Please print all of the rows below, first to last, with no changes.
Start of RAW RECORDS
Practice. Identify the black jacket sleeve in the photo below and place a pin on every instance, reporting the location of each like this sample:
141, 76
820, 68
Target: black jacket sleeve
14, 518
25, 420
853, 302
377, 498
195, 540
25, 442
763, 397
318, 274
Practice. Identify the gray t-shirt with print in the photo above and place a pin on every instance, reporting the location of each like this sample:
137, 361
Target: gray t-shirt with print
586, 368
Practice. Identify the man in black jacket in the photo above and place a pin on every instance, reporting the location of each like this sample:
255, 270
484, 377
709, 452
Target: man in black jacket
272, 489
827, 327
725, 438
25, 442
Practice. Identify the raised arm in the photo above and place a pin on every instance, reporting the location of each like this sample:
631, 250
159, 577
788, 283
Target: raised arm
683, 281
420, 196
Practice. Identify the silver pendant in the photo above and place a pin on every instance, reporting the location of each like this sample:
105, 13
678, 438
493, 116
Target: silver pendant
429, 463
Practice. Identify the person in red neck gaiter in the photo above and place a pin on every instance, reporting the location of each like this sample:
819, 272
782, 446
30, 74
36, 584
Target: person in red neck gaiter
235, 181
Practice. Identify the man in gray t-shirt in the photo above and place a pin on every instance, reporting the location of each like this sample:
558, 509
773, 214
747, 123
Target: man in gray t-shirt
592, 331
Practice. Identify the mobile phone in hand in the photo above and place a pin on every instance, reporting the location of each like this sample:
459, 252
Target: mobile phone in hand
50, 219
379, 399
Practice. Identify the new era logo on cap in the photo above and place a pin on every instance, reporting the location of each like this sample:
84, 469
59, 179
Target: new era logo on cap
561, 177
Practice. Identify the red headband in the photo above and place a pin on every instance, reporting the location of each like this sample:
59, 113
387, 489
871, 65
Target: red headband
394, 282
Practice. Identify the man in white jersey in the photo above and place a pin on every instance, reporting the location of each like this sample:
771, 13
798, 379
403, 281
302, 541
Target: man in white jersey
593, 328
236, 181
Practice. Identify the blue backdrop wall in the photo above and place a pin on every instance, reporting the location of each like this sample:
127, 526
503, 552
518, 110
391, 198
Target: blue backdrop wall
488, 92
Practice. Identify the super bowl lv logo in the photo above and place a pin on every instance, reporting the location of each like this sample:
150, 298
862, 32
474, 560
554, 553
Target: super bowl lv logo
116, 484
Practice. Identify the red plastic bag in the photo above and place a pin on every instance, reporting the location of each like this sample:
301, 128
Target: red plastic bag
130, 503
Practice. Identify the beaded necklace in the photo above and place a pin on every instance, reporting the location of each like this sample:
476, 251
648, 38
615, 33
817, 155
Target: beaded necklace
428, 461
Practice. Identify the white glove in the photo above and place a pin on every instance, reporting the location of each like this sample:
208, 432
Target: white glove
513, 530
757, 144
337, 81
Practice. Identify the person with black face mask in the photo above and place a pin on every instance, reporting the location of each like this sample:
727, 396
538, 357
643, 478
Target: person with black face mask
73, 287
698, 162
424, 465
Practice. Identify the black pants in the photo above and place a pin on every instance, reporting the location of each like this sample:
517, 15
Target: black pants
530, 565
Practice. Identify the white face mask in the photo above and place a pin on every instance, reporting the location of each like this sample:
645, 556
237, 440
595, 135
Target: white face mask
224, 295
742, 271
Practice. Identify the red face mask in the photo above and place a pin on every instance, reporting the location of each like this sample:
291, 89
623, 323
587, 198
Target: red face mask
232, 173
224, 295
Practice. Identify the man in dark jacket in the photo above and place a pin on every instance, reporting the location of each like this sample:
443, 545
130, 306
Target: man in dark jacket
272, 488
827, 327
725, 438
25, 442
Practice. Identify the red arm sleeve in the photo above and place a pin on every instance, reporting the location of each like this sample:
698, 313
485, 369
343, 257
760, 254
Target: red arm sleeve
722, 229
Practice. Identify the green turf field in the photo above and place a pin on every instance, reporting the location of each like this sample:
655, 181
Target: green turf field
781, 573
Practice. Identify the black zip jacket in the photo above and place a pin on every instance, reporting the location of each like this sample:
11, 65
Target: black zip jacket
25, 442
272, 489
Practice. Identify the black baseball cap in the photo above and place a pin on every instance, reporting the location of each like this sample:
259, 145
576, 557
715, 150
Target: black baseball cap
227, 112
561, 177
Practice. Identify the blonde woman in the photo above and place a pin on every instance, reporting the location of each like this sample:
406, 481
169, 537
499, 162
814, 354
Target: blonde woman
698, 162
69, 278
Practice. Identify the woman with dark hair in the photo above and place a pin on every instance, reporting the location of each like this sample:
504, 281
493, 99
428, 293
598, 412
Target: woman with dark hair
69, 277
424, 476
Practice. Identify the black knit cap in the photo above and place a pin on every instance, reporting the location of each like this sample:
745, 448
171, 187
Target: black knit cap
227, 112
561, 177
End of RAW RECORDS
RESPONSE BELOW
Practice. Identify the black jacket sleeve in the photo below and place a pin on every instance, reporting the location of each like this sample:
141, 76
820, 68
Target: black jacket sleeve
14, 518
25, 420
853, 302
377, 498
195, 540
25, 442
763, 397
318, 274
Practice. Identify the gray t-shirt with print in the photo above and place a pin on every instance, reporting the location of each like this sample:
137, 361
Target: gray t-shirt with print
586, 368
Practice. Identify the man in black jacket in the photo above and place a pin on every instance, reporting the location of each like this sample:
255, 270
484, 377
709, 452
Target: man in black jacket
272, 489
827, 327
725, 438
25, 442
Practice. Identify the raised arm in the photo above and place a pin on every instance, reporting the location of each like this sample:
631, 250
159, 577
788, 283
Target: raised arm
683, 281
420, 196
Practice. Identify the silver pendant in the photo above and place a pin on every instance, reporting the location of each like this sample:
105, 13
678, 438
493, 116
Target: silver pendant
429, 463
Practice. Identify the person in red neck gaiter in the photo above and place a pin on every instance, reporting the location of each like this sample:
819, 272
782, 446
30, 74
36, 584
Target: person in red neck gaiter
235, 181
Practice. Identify the man in gray t-shirt in the photo above and place a pin on every instance, reporting the location of each like this sample:
558, 509
773, 214
747, 123
Target: man in gray t-shirt
592, 331
Practice. Identify the mobile phone in hand in the photo above and place a pin on every instance, reporting the location of each like this sample:
459, 252
Target: mobile phone in hand
50, 219
379, 399
Practice. Identify the new era logo on cap in the photo above and place a pin on every instance, reporting the location of each like this sample:
84, 469
59, 179
Target: new era logo on cap
561, 177
Practice. Identify the red headband in the photo above and place a pin on every instance, reporting the location of each like this sample:
59, 113
387, 489
871, 65
Target: red headband
394, 282
Practice. Identify the man in white jersey in the photo above and place a pin on every instance, reporting the location of each like this sample:
771, 13
798, 379
403, 281
302, 541
Target: man in white jersey
593, 328
236, 181
Practice. Identify the blue backdrop wall in the photo above and place a pin on every instance, reporting the location of each like this sample:
127, 526
503, 552
518, 110
391, 198
Target: blue backdrop wall
488, 92
Practice. Identify the super bowl lv logo in the photo above and place a pin on every instance, reporting the location of each like this sample:
150, 298
862, 32
474, 560
554, 553
Target: super bowl lv logo
116, 484
Practice. Identify the red plastic bag in the photo above and place a pin on every instance, reporting the location of each like this sample:
301, 128
Target: red plastic bag
130, 503
Practice. Identify the beaded necklace in the photo above and place a pin on every instance, reporting the location of each like this sample:
476, 251
648, 38
615, 33
817, 155
Target: beaded necklace
428, 461
Practice. Identify the white glove in the photo above and place a pin on every instance, reporting the location of each like this sample:
208, 432
Target: white glove
513, 530
757, 144
337, 81
Practice. Identify the person with black face mask in the photo above and place a pin on every instance, reporting the location of each like this sample:
727, 396
538, 357
643, 478
Target: person with black face mask
73, 287
698, 162
424, 465
Practice. Identify the black pants in the photo above and place a pin on every instance, reporting the location of each like this sample:
517, 15
Target: black pants
530, 565
Practice. Identify the white face mask in the photo above and place a pin on every instance, reporting the location of each like this sample:
645, 556
237, 440
595, 135
Target: white face mask
224, 295
742, 271
Practice. Identify the red face mask in the photo above and place a pin on every instance, reporting the location of each like this sample:
291, 89
623, 323
587, 198
Target: red face mask
232, 173
224, 295
Practice. Identify the man in dark jacket in the photo above and place a pin on every instance, reporting the location of each like this sample:
443, 545
130, 306
Target: man in dark jacket
272, 488
827, 327
725, 438
25, 442
Practice. Identify the red arm sleeve in the photo above and place a pin on every instance, reporting the location of each like this sample:
698, 313
485, 369
343, 257
760, 254
Target: red arm sleeve
722, 229
Practice. Identify the green turf field in the photo above and place a pin on every instance, reporting the location of each like this sample:
655, 181
Target: green turf field
781, 573
Practice. Identify the black zip jacket in the photo above and place a pin on every instance, reporting the location of each like this sample:
11, 65
Target: black zip jacket
25, 442
272, 489
Practice. Identify the black baseball cap in the photo above and place a pin on every instance, reporting the location of each like this sample:
259, 145
576, 557
715, 150
Target: black baseball cap
227, 112
561, 177
Practice. Identify the blonde woman in the photo above and place a pin on every instance, reporting the location of each like this sample:
406, 481
169, 537
499, 162
814, 354
Target: blonde woman
698, 162
69, 278
Practice. Identify the woman with dark hair in the photo above and place a pin on every instance, reporting the location of each like this sample:
504, 281
493, 99
428, 293
598, 412
Target: woman with dark hair
69, 277
424, 476
Practice. Identify the black knit cap in the photo above and place a pin on every instance, reporting the location of each like this sample:
745, 448
171, 187
Target: black knit cap
227, 112
561, 177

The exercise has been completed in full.